> Extract

▼▼▼

As the allied force massed for an expected assault on Baghdad, a senior American military official in Qatar said, "We are prepared to pay a very high price, because we are not going to do anything other than ensure that this regime goes away."

Civilians were bearing the costs of war as well: U.S. troops killed at least seven Iraqi women and children Monday at a checkpoint after the Iraqis' van did not stop as ordered.

President Bush and other world leaders warned that the push to unseat Saddam may return terrorism to American soil. Bush told Coast Guard officials at the Port of Philadelphia that "the dying regime in Iraq may try to bring terror to our shores." And Egyptian President Hosni Mubarak said the U.S.-led war would produce "100 new bin Ladens," driving more Muslims to anti-Western militancy.

In a swath of cities about 50 miles from Baghdad, many units of the Army's 3rd Infantry and 101st Airborne Divisions engaged in their first face-to-face combat with Iraq's Republican Guard. U.S. officials estimated "hundreds" of Iraqi troops died in the battles near the strategic city of Karbala - clashes that played out amid palm trees and mud huts.

Other Republican Guard troops were cut down by airstrikes and tank fire as they moved through the open desert to support a sagging guard force near Al Hillah, east of Karbala.

A Central Command official confirmed reports that a tank commander from the Republican Guard's Nebuchadnezzar Division had been captured during Monday's engagements south of Baghdad. He said the capture was significant because that division was thought to have been positioned north of Baghdad.

The official said it suggested "things are so bad for the units in the south that (Iraqi commanders) decided they had to bring this very valuable unit south to stiffen the defense."

But such encouraging news for the allies was tempered by word that U.S. soldiers killed at least seven women and children, wounding two others, at a checkpoint near Najaf. The U.S. Central Command stated that the soldiers "exercised considerable restraint" in light of Saturday's suicide attack nearby that killed four U.S. servicemen.

▲▲▲

> Supplied information
▼▼▼

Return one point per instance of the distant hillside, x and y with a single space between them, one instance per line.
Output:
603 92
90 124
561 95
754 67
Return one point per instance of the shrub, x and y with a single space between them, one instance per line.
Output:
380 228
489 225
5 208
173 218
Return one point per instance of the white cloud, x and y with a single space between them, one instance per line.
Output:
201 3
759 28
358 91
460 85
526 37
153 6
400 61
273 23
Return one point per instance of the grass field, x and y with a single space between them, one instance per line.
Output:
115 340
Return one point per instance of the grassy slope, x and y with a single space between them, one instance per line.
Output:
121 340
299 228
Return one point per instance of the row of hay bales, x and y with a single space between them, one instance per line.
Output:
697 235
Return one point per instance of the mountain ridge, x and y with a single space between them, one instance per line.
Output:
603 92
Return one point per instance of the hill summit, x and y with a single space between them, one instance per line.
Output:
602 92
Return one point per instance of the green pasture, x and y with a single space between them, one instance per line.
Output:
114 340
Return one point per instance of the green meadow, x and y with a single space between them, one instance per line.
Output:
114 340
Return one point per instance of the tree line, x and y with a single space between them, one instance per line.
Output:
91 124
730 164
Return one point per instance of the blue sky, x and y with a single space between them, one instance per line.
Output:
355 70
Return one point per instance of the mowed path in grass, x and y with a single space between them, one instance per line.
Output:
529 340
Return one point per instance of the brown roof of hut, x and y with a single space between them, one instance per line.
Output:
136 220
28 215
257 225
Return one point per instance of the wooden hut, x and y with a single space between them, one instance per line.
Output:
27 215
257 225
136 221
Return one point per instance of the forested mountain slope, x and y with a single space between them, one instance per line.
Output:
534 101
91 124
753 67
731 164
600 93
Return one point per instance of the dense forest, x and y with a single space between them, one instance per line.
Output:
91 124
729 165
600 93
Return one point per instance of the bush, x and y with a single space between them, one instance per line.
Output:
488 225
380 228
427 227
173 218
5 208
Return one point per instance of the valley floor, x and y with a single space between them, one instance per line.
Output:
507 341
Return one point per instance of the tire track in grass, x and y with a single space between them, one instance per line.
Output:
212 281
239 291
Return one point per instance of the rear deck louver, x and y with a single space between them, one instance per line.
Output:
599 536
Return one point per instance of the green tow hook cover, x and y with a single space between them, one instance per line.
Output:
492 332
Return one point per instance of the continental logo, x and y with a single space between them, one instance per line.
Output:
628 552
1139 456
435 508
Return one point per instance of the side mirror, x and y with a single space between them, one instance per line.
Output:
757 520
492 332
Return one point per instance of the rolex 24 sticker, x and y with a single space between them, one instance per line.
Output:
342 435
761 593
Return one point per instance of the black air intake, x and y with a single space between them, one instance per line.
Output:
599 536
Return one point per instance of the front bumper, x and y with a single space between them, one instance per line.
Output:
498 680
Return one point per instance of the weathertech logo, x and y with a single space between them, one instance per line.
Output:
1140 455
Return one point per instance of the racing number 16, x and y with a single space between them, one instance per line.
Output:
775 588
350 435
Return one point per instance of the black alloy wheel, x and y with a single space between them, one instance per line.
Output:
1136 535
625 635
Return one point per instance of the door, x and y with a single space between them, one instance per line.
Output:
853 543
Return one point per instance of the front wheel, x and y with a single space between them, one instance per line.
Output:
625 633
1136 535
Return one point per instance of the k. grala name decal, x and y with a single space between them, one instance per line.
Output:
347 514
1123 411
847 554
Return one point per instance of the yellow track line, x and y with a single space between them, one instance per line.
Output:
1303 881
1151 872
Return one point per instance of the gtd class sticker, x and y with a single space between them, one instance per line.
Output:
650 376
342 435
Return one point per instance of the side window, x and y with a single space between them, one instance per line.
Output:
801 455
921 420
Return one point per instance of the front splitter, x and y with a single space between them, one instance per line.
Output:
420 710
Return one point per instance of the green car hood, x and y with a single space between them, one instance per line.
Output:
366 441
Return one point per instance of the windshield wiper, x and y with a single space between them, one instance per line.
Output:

▲▲▲

> Your instructions
Rewrite the passage of the Iraq war report starting with "Civilians were bearing" and going on through "to anti-Western militancy.", putting "vehicle" in place of "van".

> Output
Civilians were bearing the costs of war as well: U.S. troops killed at least seven Iraqi women and children Monday at a checkpoint after the Iraqis' vehicle did not stop as ordered.

President Bush and other world leaders warned that the push to unseat Saddam may return terrorism to American soil. Bush told Coast Guard officials at the Port of Philadelphia that "the dying regime in Iraq may try to bring terror to our shores." And Egyptian President Hosni Mubarak said the U.S.-led war would produce "100 new bin Ladens," driving more Muslims to anti-Western militancy.